◆ Task goal: Copy the listing below exactly. Pictures stay out of it.

--- START ---

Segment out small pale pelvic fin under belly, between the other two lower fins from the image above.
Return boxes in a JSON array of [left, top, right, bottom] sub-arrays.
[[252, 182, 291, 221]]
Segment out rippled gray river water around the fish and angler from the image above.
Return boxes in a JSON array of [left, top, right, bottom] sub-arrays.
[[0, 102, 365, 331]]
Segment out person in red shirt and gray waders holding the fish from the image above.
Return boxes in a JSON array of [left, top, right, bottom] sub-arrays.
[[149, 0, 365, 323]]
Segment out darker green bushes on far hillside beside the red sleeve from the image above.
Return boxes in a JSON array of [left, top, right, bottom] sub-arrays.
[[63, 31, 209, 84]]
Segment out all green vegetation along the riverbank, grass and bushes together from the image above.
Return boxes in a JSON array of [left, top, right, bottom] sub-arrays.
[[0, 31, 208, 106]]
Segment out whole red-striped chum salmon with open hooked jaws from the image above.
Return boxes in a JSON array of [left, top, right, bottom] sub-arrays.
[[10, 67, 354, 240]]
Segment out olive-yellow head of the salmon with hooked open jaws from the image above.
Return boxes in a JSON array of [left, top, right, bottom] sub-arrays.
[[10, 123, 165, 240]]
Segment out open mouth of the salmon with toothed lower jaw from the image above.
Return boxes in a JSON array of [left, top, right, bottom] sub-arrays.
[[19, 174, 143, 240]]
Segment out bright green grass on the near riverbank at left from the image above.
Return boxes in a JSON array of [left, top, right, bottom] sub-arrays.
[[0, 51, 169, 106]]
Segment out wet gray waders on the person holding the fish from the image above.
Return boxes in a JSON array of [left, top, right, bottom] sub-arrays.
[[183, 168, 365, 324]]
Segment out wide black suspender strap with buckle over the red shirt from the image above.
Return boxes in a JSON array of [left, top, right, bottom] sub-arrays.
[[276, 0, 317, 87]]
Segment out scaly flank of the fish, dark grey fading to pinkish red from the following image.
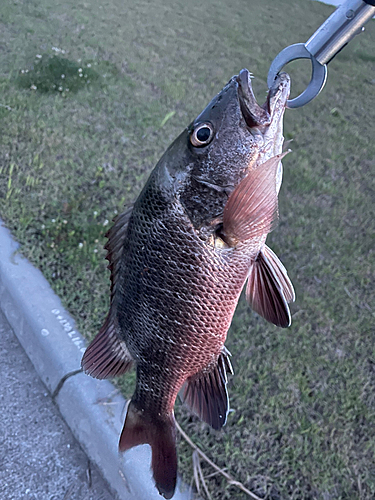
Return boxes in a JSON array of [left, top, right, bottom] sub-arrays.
[[118, 191, 251, 398]]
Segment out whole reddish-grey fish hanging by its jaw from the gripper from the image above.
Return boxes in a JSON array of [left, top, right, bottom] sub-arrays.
[[82, 69, 294, 499]]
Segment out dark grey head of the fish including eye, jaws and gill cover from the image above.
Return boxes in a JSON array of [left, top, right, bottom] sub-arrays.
[[176, 69, 290, 231]]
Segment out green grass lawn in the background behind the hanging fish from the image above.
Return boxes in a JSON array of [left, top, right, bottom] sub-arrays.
[[0, 0, 375, 500]]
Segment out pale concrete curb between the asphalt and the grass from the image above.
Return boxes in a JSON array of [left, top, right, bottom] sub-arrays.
[[0, 219, 190, 500]]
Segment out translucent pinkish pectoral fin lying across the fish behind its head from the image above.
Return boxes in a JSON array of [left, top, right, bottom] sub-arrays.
[[223, 153, 287, 244]]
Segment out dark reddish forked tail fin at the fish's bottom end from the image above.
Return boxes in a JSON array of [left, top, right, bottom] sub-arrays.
[[119, 401, 177, 499]]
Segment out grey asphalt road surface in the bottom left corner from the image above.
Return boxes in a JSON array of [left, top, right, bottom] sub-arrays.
[[0, 310, 115, 500]]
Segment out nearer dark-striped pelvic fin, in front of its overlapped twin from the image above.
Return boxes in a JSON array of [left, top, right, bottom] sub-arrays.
[[246, 247, 291, 328]]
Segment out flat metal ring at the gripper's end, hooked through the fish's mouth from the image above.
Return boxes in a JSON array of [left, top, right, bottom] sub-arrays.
[[267, 43, 327, 108]]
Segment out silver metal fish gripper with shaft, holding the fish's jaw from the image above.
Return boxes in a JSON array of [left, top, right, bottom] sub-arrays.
[[267, 0, 375, 108]]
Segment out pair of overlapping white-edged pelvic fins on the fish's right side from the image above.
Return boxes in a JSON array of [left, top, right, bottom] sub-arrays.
[[246, 247, 294, 328]]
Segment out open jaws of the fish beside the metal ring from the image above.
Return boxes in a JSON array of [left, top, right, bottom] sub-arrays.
[[237, 69, 290, 132]]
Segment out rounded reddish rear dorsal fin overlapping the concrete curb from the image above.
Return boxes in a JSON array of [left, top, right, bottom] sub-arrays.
[[81, 317, 133, 379]]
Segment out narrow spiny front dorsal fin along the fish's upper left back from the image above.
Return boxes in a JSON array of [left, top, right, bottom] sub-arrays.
[[104, 205, 133, 301]]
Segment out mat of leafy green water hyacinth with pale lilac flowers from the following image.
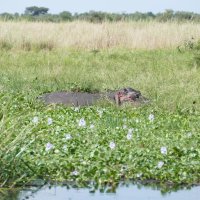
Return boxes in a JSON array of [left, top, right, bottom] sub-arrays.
[[0, 94, 200, 188]]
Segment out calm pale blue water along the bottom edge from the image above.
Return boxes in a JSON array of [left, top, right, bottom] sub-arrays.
[[0, 185, 200, 200]]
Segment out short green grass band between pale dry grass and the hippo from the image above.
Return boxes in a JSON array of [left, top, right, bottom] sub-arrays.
[[0, 49, 200, 111]]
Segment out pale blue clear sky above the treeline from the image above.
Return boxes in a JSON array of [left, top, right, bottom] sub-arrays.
[[0, 0, 200, 14]]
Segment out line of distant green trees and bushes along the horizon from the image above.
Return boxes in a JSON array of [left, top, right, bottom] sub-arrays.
[[0, 6, 200, 23]]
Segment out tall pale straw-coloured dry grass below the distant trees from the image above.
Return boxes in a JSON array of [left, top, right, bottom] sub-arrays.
[[0, 21, 200, 50]]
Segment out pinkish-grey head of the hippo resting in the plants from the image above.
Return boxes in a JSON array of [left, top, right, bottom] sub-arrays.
[[115, 88, 149, 105]]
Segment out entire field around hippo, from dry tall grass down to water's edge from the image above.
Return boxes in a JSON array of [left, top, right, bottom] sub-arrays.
[[0, 22, 200, 186]]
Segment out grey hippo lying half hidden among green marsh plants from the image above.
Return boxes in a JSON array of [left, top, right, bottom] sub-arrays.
[[38, 88, 149, 107]]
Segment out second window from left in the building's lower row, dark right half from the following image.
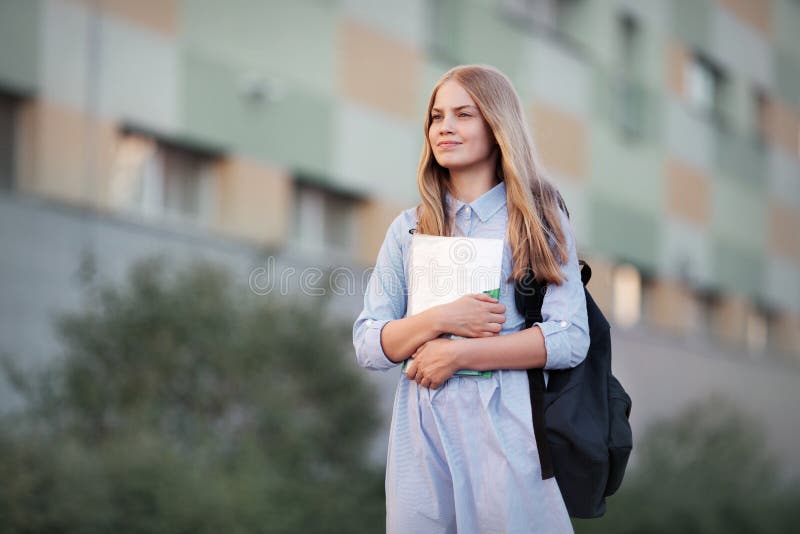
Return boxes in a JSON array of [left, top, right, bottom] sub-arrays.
[[111, 132, 216, 223]]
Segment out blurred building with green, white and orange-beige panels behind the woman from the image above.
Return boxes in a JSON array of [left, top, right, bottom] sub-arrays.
[[0, 0, 800, 473]]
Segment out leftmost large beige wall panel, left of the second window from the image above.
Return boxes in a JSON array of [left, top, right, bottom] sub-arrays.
[[20, 101, 116, 209]]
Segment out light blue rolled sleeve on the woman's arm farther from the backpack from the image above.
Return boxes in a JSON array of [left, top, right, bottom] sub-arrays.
[[353, 214, 406, 370]]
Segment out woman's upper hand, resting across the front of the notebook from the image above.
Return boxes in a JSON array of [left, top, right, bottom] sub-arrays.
[[438, 293, 506, 337]]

--- END ---

◆ Answer to the exercise:
Segment out small pale pelvic fin under belly, between the other two lower fins from the image above.
Return boxes in a JSON array of [left, top, right, bottom] sub-arrays.
[[252, 182, 291, 221]]
Segment out rippled gray river water around the fish and angler from the image above.
Return boxes in a JSON array of [left, top, right, bottom] sub-arrays.
[[0, 102, 365, 331]]
Segment out person in red shirt and gray waders holding the fish from the image above.
Return boxes in a JSON array of [left, top, right, bottom] sub-arrays.
[[149, 0, 365, 323]]
Segment out darker green bushes on far hillside beside the red sleeve from the image above.
Return boxes in a JSON array of [left, top, right, bottom] sub-arrays.
[[63, 31, 209, 84]]
Segment out all green vegetation along the riverbank, grass and bushes together from the image above.
Return boxes in a JSON array of [left, top, right, bottom] sub-arrays.
[[0, 31, 208, 106]]
Segment out whole red-striped chum salmon with open hooked jaws from the image above.
Return boxes in a JSON array of [left, top, right, bottom] sub-arrays.
[[10, 67, 354, 240]]
Segment out olive-yellow head of the salmon with hooked open jaws from the image above.
Return boxes in a JSON array of [left, top, right, bottom] sub-arrays.
[[10, 123, 165, 240]]
Segment out open mouth of the salmon with toothed lower jaw from the image above.
Return boxes in a JSON array of [left, top, right, bottom] sub-arrays.
[[19, 174, 143, 240]]
Segment out bright green grass on the near riverbank at left from the image above.
Return boxes in a JSON array of [left, top, right, bottom] sub-arrays.
[[0, 51, 169, 106]]
Segment out wet gray waders on the person holding the fish from the image above.
Return boxes in a JSON array of [left, top, right, bottom] sub-arrays.
[[183, 168, 365, 324]]
Segment out wide black suspender strap with buckle over the red shirt from the image above.
Return boxes in a JSON array of [left, top, right, bottom] sub-arrays.
[[276, 0, 317, 87]]
Segment out scaly flank of the fish, dark grey fading to pinkish red from the following image.
Return boxes in a JSON array of [left, top, right, bottom] sub-arrays.
[[118, 191, 251, 398]]
Segment out whole reddish-grey fish hanging by its jaw from the gripper from the image above.
Return boxes in a JSON array of [left, top, right, bottom] sub-arrays.
[[82, 69, 294, 499]]
Segment out dark grey head of the fish including eye, jaws and gill cover from the image above.
Return boxes in a JSON array of [left, top, right, bottom] sub-arrays.
[[176, 69, 290, 231]]
Segment out green grass lawn in the background behind the hanging fish from the image above.
Return boxes in a JSON array of [left, top, right, bottom] sub-arrays.
[[0, 0, 375, 500]]
Segment out pale concrete curb between the asphalt and the grass from the image above.
Return boxes in a JSON array of [left, top, right, bottom] sub-arrays.
[[0, 219, 190, 500]]
Segment out translucent pinkish pectoral fin lying across the fish behind its head from the image above.
Return boxes in a JSON array of [left, top, right, bottom] sub-arrays.
[[223, 153, 287, 244]]
Segment out dark reddish forked tail fin at the fish's bottom end from the image above.
Return boxes in a JSON array of [left, top, right, bottom] sub-arrays.
[[119, 401, 177, 499]]
Segment out grey asphalt road surface in the bottom left corner from the image above.
Return boxes in a JSON array of [left, top, right, bottom] sub-arrays.
[[0, 310, 115, 500]]
Segment out nearer dark-striped pelvic fin, in front of its overlapped twin from the image above.
Return boxes in a JSON array of [left, top, right, bottom] sub-arrays.
[[246, 247, 291, 328]]
Segment out flat metal ring at the gripper's end, hooked through the fish's mouth from the image above.
Return boxes in a JSON array of [left, top, right, bottom] sub-arrays.
[[267, 43, 327, 108]]
Segment out silver metal fish gripper with shaft, holding the fish's jaw from the image above.
Return boxes in a JSON array of [left, top, right, bottom] sub-arrays.
[[267, 0, 375, 108]]
Segment out pair of overlapping white-edged pelvic fins on the fish's right side from the image above.
Return boxes in a JSON array of [left, top, right, bottom] sub-arrays.
[[246, 247, 294, 328]]
Segment out open jaws of the fish beside the metal ring from the image above.
Return boxes in a JSON array of [left, top, right, bottom] sub-arrays.
[[237, 69, 290, 132]]
Segment out rounded reddish rear dorsal fin overlapping the concrete curb from the image above.
Return boxes in a JSON array of [left, top, right, bottom] sub-arrays.
[[81, 317, 133, 379]]
Segment out narrow spiny front dorsal fin along the fish's upper left back from the image above.
Return boxes in a JSON array of [left, top, right, bottom] sub-arrays.
[[104, 205, 133, 301]]
Segment out mat of leafy green water hyacinth with pale lilac flowers from the following image.
Return boxes in a JSON array of [left, top, right, bottom] sub-arrays.
[[0, 94, 200, 188]]
Segment out calm pale blue water along the bottom edge from the image above.
Return boxes in a JSON array of [left, top, right, bottom] sub-arrays.
[[0, 185, 200, 200]]
Segment out short green grass band between pale dry grass and the hippo from the image above.
Return boxes in a JSON array of [left, top, right, bottom] sub-arrays.
[[0, 49, 200, 111]]
Segment out pale blue clear sky above the treeline from the image above.
Return boxes in a JSON array of [left, top, right, bottom] sub-arrays.
[[0, 0, 200, 14]]
Segment out line of distant green trees and bushes along the horizon from the image above.
Return boxes in a JSON array of [left, top, right, bottom] sub-arrays.
[[0, 6, 200, 23]]
Segment out tall pale straw-coloured dry grass below the distant trees from the image above.
Return boxes in a JSON array of [left, top, right, bottom] sub-arrays.
[[0, 21, 200, 50]]
Segment out pinkish-grey head of the hippo resting in the plants from the image above.
Return boxes in a JSON array of [left, top, right, bottom] sub-arrays.
[[115, 88, 149, 105]]
Segment out entire field around hippo, from dry tall grass down to water's edge from the image above.
Return boxes in a JSON array of [left, top, right, bottom] sub-arrays.
[[0, 22, 200, 186]]
Segment out grey hippo lying half hidden among green marsh plants from the image above.
Return boxes in a JSON array of [left, top, right, bottom] sub-arrays.
[[38, 88, 149, 107]]
Segment out second window from left in the building's lower row, dark right half from the following image.
Return boxes in a JSON array of [left, top, right, bottom] sub-arrays.
[[111, 132, 216, 223]]
Segment out blurred building with green, white and orange-beige panels behind the woman from the image above.
Return boxes in a JSON array of [left, top, right, bottom] sub-arrays.
[[0, 0, 800, 473]]
Segment out leftmost large beige wall panel, left of the second window from the image above.
Return boxes in a JSON array of [left, top, right, bottom] sub-arrays.
[[20, 101, 116, 209]]
Segment out light blue rolled sleeve on the woman's arm farther from the backpack from the image above.
Return boxes in a JSON array of [left, top, right, bottom] sub-arrays.
[[353, 214, 406, 370]]
Segment out woman's upper hand, resting across the front of the notebook from the image above.
Return boxes in a JSON array of [left, top, right, bottom] sub-arrays.
[[438, 293, 506, 337]]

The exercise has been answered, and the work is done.